[Point-per-instance localization data]
━━━━

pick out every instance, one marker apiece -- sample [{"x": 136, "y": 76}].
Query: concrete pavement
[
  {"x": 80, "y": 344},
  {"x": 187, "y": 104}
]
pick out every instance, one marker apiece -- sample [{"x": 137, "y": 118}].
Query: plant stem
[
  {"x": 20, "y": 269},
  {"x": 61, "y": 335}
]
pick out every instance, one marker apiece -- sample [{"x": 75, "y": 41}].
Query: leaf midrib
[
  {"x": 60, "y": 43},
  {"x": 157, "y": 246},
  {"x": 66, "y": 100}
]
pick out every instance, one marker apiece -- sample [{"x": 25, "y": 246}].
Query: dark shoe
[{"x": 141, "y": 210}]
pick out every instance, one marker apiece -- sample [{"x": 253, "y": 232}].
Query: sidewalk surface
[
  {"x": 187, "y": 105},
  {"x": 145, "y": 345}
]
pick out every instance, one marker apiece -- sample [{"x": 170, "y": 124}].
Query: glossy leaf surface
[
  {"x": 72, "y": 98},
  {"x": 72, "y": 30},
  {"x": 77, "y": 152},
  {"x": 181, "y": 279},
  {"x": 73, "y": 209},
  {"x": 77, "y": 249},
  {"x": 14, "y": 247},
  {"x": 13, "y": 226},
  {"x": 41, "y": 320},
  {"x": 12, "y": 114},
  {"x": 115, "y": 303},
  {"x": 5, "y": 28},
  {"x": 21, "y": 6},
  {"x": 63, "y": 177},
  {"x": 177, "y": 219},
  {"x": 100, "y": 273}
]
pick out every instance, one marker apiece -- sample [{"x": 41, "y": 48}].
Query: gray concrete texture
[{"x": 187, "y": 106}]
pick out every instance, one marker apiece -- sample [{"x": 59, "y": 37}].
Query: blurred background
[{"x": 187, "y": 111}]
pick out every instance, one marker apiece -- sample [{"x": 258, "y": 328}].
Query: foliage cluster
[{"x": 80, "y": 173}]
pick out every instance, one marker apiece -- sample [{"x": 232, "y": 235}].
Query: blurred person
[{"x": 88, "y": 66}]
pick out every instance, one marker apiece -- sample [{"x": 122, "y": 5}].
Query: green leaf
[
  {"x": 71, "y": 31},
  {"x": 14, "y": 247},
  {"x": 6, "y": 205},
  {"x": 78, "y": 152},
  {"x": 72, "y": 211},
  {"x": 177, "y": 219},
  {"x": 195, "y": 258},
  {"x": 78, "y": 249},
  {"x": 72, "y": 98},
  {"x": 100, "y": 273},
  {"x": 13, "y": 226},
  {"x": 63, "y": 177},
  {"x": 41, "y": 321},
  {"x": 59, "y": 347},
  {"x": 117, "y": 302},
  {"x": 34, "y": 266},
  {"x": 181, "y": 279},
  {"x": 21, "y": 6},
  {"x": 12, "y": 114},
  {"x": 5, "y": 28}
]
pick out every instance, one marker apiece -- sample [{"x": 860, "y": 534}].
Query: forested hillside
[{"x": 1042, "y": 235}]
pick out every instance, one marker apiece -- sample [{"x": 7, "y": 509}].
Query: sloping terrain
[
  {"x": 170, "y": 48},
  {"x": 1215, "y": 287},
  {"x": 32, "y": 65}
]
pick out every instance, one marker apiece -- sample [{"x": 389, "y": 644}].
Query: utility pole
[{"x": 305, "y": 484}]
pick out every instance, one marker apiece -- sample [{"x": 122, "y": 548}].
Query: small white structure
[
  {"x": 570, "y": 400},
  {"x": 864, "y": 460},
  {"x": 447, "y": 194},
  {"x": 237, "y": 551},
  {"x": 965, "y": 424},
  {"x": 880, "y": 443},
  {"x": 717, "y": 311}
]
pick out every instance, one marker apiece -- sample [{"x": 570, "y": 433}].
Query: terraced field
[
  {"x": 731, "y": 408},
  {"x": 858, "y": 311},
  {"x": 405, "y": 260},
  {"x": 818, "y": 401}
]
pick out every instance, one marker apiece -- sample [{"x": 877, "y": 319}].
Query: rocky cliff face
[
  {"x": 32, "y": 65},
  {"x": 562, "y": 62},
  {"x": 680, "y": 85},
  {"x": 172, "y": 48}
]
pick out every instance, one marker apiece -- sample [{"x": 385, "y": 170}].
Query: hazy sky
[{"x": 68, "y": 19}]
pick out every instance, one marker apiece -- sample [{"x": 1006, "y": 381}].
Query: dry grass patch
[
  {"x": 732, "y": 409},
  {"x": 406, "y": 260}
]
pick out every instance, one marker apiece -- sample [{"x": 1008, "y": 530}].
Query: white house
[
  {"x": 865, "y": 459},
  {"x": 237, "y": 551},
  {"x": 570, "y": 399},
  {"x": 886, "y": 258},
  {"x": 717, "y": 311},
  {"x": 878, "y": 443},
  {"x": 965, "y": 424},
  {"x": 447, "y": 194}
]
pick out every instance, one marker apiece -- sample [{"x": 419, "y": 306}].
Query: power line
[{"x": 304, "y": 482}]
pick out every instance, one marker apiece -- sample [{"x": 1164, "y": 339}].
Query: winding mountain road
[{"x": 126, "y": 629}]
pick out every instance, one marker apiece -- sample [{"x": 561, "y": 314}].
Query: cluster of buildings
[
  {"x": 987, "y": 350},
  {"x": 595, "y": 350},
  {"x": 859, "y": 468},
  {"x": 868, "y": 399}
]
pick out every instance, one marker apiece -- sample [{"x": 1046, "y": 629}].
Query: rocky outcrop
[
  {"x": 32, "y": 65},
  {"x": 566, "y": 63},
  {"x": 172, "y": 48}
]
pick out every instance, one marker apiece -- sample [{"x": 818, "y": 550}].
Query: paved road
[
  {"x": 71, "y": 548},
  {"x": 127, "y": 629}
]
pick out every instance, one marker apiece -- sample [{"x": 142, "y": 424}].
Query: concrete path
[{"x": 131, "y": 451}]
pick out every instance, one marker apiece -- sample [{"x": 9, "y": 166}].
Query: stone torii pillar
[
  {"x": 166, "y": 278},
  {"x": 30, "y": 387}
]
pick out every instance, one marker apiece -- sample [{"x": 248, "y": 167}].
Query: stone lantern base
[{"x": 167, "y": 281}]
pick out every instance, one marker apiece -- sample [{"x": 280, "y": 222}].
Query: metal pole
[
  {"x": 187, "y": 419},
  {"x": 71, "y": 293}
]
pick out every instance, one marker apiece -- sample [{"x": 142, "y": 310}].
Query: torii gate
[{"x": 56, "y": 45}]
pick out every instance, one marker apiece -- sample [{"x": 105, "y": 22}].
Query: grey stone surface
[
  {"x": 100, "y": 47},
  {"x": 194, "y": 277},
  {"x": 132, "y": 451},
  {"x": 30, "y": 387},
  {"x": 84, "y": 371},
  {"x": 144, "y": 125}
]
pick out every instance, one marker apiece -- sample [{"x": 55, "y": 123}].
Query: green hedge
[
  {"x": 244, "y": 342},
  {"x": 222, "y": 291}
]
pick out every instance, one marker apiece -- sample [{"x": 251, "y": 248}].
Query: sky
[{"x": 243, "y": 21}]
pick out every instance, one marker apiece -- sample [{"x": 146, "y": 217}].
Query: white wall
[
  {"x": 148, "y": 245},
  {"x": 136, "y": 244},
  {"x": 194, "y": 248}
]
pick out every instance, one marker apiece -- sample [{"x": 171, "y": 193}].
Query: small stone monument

━━━━

■ THE PROBLEM: Down to the last line, restate the records exactly.

■ ANSWER BOX:
pick out every instance, one marker apiece -- sample [{"x": 136, "y": 76}].
Query: concrete pavement
[
  {"x": 80, "y": 344},
  {"x": 187, "y": 104}
]
pick out every instance, one marker apiece -- sample [{"x": 137, "y": 118}].
Query: plant stem
[
  {"x": 20, "y": 269},
  {"x": 61, "y": 335}
]
pick out every instance, one marker apiece -- sample [{"x": 75, "y": 41}].
Query: leaf midrib
[
  {"x": 60, "y": 43},
  {"x": 157, "y": 246},
  {"x": 66, "y": 100}
]
pick out every instance, one marker apiece -- sample [{"x": 25, "y": 246}].
Query: dark shoe
[{"x": 141, "y": 210}]
pick out every instance, one marker apiece -- sample [{"x": 253, "y": 232}].
Query: sidewalk surface
[
  {"x": 187, "y": 105},
  {"x": 145, "y": 345}
]
pick out every instance, one marker apiece -- sample [{"x": 170, "y": 124}].
Query: glossy leaf surface
[
  {"x": 72, "y": 98},
  {"x": 72, "y": 30},
  {"x": 77, "y": 152},
  {"x": 181, "y": 279},
  {"x": 73, "y": 209},
  {"x": 77, "y": 249},
  {"x": 14, "y": 247},
  {"x": 13, "y": 226},
  {"x": 41, "y": 320},
  {"x": 12, "y": 114},
  {"x": 115, "y": 303},
  {"x": 5, "y": 28},
  {"x": 21, "y": 6},
  {"x": 63, "y": 177},
  {"x": 177, "y": 219},
  {"x": 100, "y": 273}
]
pick out every instance, one marker apiece -- sample [{"x": 41, "y": 48}].
Query: gray concrete texture
[{"x": 187, "y": 106}]
pick out every instance, one marker apiece -- sample [{"x": 59, "y": 37}].
Query: blurred background
[{"x": 187, "y": 111}]
pick out every instance, one marker apiece -- sample [{"x": 258, "y": 328}].
Query: foliage cluster
[{"x": 80, "y": 173}]
pick out every instance, one marker apiece -- sample [{"x": 232, "y": 235}].
Query: blurred person
[{"x": 88, "y": 66}]
pick out every instance, one marker apiece -- sample [{"x": 122, "y": 5}].
Query: green leaf
[
  {"x": 71, "y": 31},
  {"x": 14, "y": 247},
  {"x": 6, "y": 205},
  {"x": 78, "y": 152},
  {"x": 72, "y": 211},
  {"x": 177, "y": 219},
  {"x": 195, "y": 258},
  {"x": 78, "y": 249},
  {"x": 72, "y": 98},
  {"x": 100, "y": 273},
  {"x": 13, "y": 226},
  {"x": 63, "y": 177},
  {"x": 41, "y": 321},
  {"x": 59, "y": 347},
  {"x": 117, "y": 302},
  {"x": 34, "y": 266},
  {"x": 181, "y": 279},
  {"x": 21, "y": 6},
  {"x": 12, "y": 114},
  {"x": 5, "y": 28}
]
pick out every instance, one marker apiece -- sample [{"x": 860, "y": 534}].
Query: forested hillside
[{"x": 1042, "y": 235}]
pick out every instance, one marker apiece -- sample [{"x": 7, "y": 509}].
Query: sloping terrain
[
  {"x": 170, "y": 48},
  {"x": 1215, "y": 287},
  {"x": 32, "y": 65}
]
pick out every instance, one marker apiece -- sample [{"x": 389, "y": 644}].
Query: utility pole
[{"x": 305, "y": 484}]
pick out every instance, one marker apiece -- sample [{"x": 122, "y": 548}].
Query: small white structure
[
  {"x": 570, "y": 400},
  {"x": 864, "y": 460},
  {"x": 447, "y": 194},
  {"x": 237, "y": 551},
  {"x": 965, "y": 424},
  {"x": 880, "y": 443},
  {"x": 717, "y": 311}
]
pick out every instance, one marker apiece -- sample [{"x": 570, "y": 433}].
Query: terraced field
[
  {"x": 731, "y": 408},
  {"x": 858, "y": 311},
  {"x": 405, "y": 260},
  {"x": 818, "y": 401}
]
pick out every instance, one marker apiece -- sample [{"x": 877, "y": 319}].
Query: rocky cliff face
[
  {"x": 32, "y": 65},
  {"x": 562, "y": 62},
  {"x": 680, "y": 85},
  {"x": 172, "y": 48}
]
pick out every instance, one marker apiece -- sample [{"x": 385, "y": 170}].
Query: hazy sky
[{"x": 68, "y": 19}]
pick out every instance, one marker apiece -- sample [{"x": 1006, "y": 381}].
Query: dry grass patch
[
  {"x": 732, "y": 409},
  {"x": 406, "y": 260}
]
pick out every instance, one marker apiece -- sample [{"x": 1008, "y": 530}].
Query: white house
[
  {"x": 865, "y": 459},
  {"x": 237, "y": 551},
  {"x": 570, "y": 399},
  {"x": 886, "y": 258},
  {"x": 717, "y": 311},
  {"x": 878, "y": 443},
  {"x": 965, "y": 424},
  {"x": 447, "y": 194}
]
pick out every instance, one marker apiece -- sample [{"x": 419, "y": 306}].
Query: power line
[{"x": 304, "y": 482}]
pick out every instance, one marker apiece -- sample [{"x": 1164, "y": 339}].
Query: winding mountain road
[{"x": 126, "y": 629}]
pick out every instance, one marker apiece -- sample [{"x": 561, "y": 314}].
Query: cluster of buildings
[
  {"x": 987, "y": 350},
  {"x": 595, "y": 350},
  {"x": 859, "y": 468},
  {"x": 868, "y": 399}
]
pick out every instance, one marker apiece -- sample [{"x": 1046, "y": 629}].
Query: rocky outcrop
[
  {"x": 32, "y": 65},
  {"x": 566, "y": 63},
  {"x": 172, "y": 48}
]
pick out every instance, one marker apiece -- sample [{"x": 818, "y": 550}].
Query: paved road
[
  {"x": 71, "y": 548},
  {"x": 127, "y": 629}
]
pick out every instance, one marker apiece -- sample [{"x": 142, "y": 424}].
Query: concrete path
[{"x": 131, "y": 451}]
pick out every instance, one marker apiece -- sample [{"x": 9, "y": 166}].
Query: stone torii pillar
[
  {"x": 166, "y": 278},
  {"x": 30, "y": 387}
]
pick out every instance, one marker apiece -- sample [{"x": 248, "y": 167}].
Query: stone lantern base
[{"x": 167, "y": 281}]
pick out every instance, one marker apiece -- sample [{"x": 280, "y": 222}].
Query: metal pole
[
  {"x": 187, "y": 419},
  {"x": 71, "y": 293}
]
pick out every instance, one marker apiece -- sample [{"x": 142, "y": 310}].
Query: torii gate
[{"x": 56, "y": 45}]
pick out every instance, one marker apiece -- sample [{"x": 105, "y": 22}].
Query: grey stone surface
[
  {"x": 100, "y": 47},
  {"x": 194, "y": 277},
  {"x": 132, "y": 451},
  {"x": 30, "y": 387},
  {"x": 84, "y": 371},
  {"x": 144, "y": 125}
]
pick out every instance, one marker apiece -- sample [{"x": 55, "y": 123}].
Query: green hedge
[
  {"x": 244, "y": 342},
  {"x": 222, "y": 291}
]
pick out every instance, one marker apiece -- sample [{"x": 251, "y": 248}].
Query: sky
[{"x": 243, "y": 21}]
pick out every instance, one marker apiece -- sample [{"x": 146, "y": 217}].
Query: white wall
[
  {"x": 148, "y": 245},
  {"x": 136, "y": 244},
  {"x": 194, "y": 248}
]
pick out every instance, one marker apiece -- sample [{"x": 171, "y": 193}].
Query: small stone monument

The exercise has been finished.